*Goal:* Render the material below as a two-column CSV headed text,answer. Give one row for each piece of wording that has an answer, with the wording in one quoted field and its answer in the other, and turn line breaks into spaces.

(Excerpts from point annotation data)
==============================

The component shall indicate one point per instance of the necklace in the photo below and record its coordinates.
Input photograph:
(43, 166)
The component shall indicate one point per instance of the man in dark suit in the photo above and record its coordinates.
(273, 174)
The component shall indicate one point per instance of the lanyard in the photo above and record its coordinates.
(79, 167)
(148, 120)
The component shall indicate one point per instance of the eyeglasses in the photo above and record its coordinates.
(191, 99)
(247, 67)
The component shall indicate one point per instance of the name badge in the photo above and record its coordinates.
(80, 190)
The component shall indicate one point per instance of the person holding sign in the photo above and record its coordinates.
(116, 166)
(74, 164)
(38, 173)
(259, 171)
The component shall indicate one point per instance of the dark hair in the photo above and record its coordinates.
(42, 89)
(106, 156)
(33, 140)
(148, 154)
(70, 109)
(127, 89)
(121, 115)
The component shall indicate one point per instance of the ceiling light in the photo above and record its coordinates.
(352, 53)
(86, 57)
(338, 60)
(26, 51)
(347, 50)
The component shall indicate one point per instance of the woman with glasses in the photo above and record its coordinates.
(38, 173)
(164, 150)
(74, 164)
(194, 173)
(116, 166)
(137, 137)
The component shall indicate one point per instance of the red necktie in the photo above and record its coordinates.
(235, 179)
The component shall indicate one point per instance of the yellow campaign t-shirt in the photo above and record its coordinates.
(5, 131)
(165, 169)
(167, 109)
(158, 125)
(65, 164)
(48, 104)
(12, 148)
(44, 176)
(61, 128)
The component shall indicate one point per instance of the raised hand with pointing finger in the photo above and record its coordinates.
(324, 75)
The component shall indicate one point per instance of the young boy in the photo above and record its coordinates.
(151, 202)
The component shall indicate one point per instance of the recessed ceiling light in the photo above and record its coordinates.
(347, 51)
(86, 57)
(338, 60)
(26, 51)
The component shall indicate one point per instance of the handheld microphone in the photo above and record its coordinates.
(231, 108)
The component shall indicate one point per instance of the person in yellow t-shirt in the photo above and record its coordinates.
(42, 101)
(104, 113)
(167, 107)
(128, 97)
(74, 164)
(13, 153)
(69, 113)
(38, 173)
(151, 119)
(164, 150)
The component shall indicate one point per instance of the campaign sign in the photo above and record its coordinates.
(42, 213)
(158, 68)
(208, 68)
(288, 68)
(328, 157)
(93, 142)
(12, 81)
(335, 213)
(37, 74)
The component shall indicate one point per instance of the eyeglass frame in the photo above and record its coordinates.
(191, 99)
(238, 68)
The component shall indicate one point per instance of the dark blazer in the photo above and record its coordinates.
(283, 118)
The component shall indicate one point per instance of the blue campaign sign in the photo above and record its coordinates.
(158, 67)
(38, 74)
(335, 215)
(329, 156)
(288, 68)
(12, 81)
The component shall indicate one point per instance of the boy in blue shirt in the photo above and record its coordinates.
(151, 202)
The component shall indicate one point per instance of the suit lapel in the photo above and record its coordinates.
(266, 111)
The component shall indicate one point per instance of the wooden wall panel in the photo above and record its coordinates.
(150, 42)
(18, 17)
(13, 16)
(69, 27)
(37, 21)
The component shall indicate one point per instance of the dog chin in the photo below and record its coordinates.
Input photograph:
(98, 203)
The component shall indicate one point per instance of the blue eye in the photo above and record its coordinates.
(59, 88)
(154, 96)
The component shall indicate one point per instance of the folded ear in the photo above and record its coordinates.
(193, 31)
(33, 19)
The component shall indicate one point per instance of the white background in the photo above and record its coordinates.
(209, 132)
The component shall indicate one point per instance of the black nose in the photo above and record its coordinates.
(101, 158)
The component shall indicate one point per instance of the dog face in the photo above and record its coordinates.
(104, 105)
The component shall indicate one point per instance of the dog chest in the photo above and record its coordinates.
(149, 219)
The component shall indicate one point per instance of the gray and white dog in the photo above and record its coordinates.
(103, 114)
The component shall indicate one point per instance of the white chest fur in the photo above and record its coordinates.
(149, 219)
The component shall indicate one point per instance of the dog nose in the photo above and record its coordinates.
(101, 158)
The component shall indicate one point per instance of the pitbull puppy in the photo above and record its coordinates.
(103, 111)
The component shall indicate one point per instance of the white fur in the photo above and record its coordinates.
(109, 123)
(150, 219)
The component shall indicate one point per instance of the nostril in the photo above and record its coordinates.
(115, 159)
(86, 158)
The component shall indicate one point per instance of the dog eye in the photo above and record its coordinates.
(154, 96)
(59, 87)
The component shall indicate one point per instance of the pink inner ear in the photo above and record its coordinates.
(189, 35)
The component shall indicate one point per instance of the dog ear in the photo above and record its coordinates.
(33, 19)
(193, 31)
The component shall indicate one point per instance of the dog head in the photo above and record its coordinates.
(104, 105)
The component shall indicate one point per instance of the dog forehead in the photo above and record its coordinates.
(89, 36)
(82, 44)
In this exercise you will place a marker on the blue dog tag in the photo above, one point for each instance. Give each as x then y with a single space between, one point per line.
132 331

==============================

*Task solution:*
text,answer
"The component shall indicate one point per instance of the necklace in the photo below and record its coordinates. Input photograph:","(43, 166)"
"The component shall indicate one point per instance of the man in dark suit in the photo above and record its coordinates.","(273, 174)"
"The component shall indicate one point per instance of the lanyard in the photo above and record its coordinates.","(79, 167) (148, 120)"
"The component shall indicate one point per instance of the eyeglasses in the photo above and record its coordinates.","(191, 99) (247, 67)"
"The component shall indicate one point per instance of the name badge in the photo above and record its coordinates.","(80, 190)"
"The component shall indicate one point per instance of the person holding sign in the photo above and record its coordinates.","(116, 166) (74, 164) (38, 173) (259, 171)"
"The component shall indicate one point per instance of the dark hair in the photo above and record its coordinates.","(42, 89) (106, 156) (33, 140) (148, 154) (70, 109) (127, 89) (121, 115)"
"The component shall indicate one point per instance of the ceiling light in the photo above and record its coordinates.","(352, 53) (86, 57) (338, 60) (26, 51) (347, 50)"
"The component shall indicate one point per instance of the woman with glasses in the photo above and record its coordinates.","(38, 173) (164, 150) (74, 164) (194, 173) (116, 166) (137, 137)"
"The component shall indicate one point per instance of the red necktie in the photo above and record its coordinates.","(235, 179)"
"The component shall indicate one point per instance of the yellow campaign t-shirt in the photo above and record its coordinates.","(5, 131) (165, 169) (167, 109) (158, 125) (65, 164) (48, 104) (12, 148) (44, 176) (61, 128)"
"The component shall indicate one point per instance of the raised hand with pointing finger in the photo above and record its coordinates.","(324, 75)"
"The component shall indicate one point per instance of the young boy in the photo above and record its coordinates.","(151, 202)"
"The component shall indicate one point per instance of the recessed ceiling light in the photo above and record its coordinates.","(347, 51) (86, 57) (338, 60) (26, 51)"
"The component shall indicate one point per instance of the handheld microphone in the photo above and record its coordinates.","(231, 108)"
"The component shall indicate one point per instance of the person in yellow t-shirt in the photo above and record its coordinates.","(42, 101) (104, 113) (167, 107) (128, 97) (74, 164) (13, 153) (69, 113) (38, 173) (151, 119) (164, 150)"
"The component shall indicate one point per instance of the campaign sign in the photo above and record its coordinates.","(42, 213) (158, 68) (208, 68) (288, 68) (328, 157) (93, 142) (12, 81) (335, 213) (37, 74)"
"The component shall indicate one point per instance of the eyeglass frame in the photo above and record its coordinates.","(191, 99) (238, 68)"
"The component shall indicate one point per instance of the dark blazer in the photo above and record its coordinates.","(283, 118)"
"The component shall indicate one point per instance of the blue campaign sign in the photo above and record its coordinates.","(158, 67) (38, 74) (335, 215) (329, 156) (288, 68) (12, 81)"
"The component shall indicate one point per instance of the boy in blue shirt in the photo above and record its coordinates.","(151, 202)"
"The component shall indicate one point per instance of the suit lapel in the photo above and record its coordinates.","(266, 111)"
"The component shall indicate one point per instance of the wooden wall panel in the photo above and record its coordinates.","(150, 42) (18, 17) (13, 16) (69, 27) (37, 21)"
"The component shall indicate one point per instance of the dog chin in the photo below and record its coordinates. Input photograph:","(98, 203)"
"The component shall indicate one point per instance of the blue eye in the photo above and record its coordinates.","(59, 88) (154, 96)"
"The component shall indicate one point per instance of the folded ear in the photo above and record its coordinates.","(193, 31) (33, 19)"
"The component shall indicate one point per instance of the white background in the photo above and record its coordinates.","(209, 132)"
"The component shall indicate one point per instance of the black nose in the photo above and record its coordinates.","(101, 158)"
"The component shall indicate one point per instance of the dog face in the photo above and record its coordinates.","(104, 105)"
"The component shall indicate one point per instance of the dog chest in the photo above and record its coordinates.","(149, 219)"
"The component shall indicate one point per instance of the gray and white dog in the photo above and record its coordinates.","(103, 114)"
"The component shall indicate one point per instance of the white chest fur in the photo above and record its coordinates.","(149, 219)"
"The component shall indicate one point per instance of the dog nose in the photo above and record its coordinates.","(101, 158)"
"The component shall indicate one point per instance of the pitbull puppy in the photo above and record its coordinates.","(103, 111)"
"The component shall indicate one point per instance of the white fur in the photo above and record its coordinates.","(109, 123) (150, 219)"
"The component shall indicate one point per instance of the nostril in the photo above and record its coordinates.","(115, 159) (86, 158)"
"The component shall indicate one point per instance of the dog eye in the photo above and record its coordinates.","(154, 96) (59, 87)"
"The component shall indicate one point per instance of the pink inner ear in the photo above and record its coordinates.","(189, 35)"
"The component shall indicate one point per instance of the dog ear in the photo above and record its coordinates.","(33, 19) (193, 31)"
"The component shall indicate one point per instance of the dog head in the photo above and record its coordinates.","(104, 105)"
"The component shall indicate one point per instance of the dog forehead in the photo above and record its coordinates.","(89, 36) (82, 44)"
"In this exercise you will place a marker on the blue dog tag in the photo above, one point for each instance. Give each as x then y with a single space between, one point per line.","132 331"